> EXERCISE: Copy out the data below word for word, leaving out the pictures.

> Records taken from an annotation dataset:
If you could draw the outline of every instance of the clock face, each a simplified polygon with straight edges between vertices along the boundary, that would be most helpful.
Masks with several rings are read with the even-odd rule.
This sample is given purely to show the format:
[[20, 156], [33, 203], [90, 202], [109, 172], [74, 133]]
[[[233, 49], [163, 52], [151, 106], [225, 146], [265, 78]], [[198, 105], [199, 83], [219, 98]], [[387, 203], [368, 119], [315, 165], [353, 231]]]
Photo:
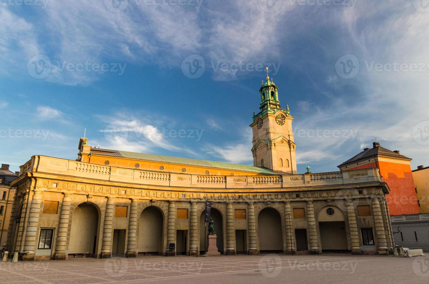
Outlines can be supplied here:
[[283, 115], [278, 115], [275, 117], [275, 121], [279, 125], [283, 125], [284, 124], [286, 118]]
[[264, 122], [262, 121], [262, 118], [258, 118], [258, 120], [256, 121], [256, 126], [258, 127], [258, 129], [260, 129], [261, 127], [262, 127], [262, 124], [263, 124]]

> RESULT OF THE EXERCISE:
If you could draw the outline of every instance of the clock face, each a simplified polygon with straight edges between vertices along the boundary, that would be most helpful.
Masks with several rings are read with the even-odd rule.
This sample is given purely to show the format:
[[20, 156], [33, 203], [90, 202], [109, 172], [74, 133]]
[[[233, 49], [163, 52], [151, 106], [225, 146], [265, 78]], [[198, 105], [199, 83], [219, 98]], [[387, 203], [368, 119], [315, 165], [353, 231]]]
Photo:
Outlines can be supplied here:
[[283, 115], [278, 115], [275, 117], [275, 121], [279, 125], [283, 125], [284, 124], [286, 118]]
[[264, 122], [262, 121], [262, 118], [258, 118], [258, 120], [256, 121], [256, 126], [258, 127], [258, 129], [260, 129], [261, 127], [262, 127], [262, 124], [263, 124]]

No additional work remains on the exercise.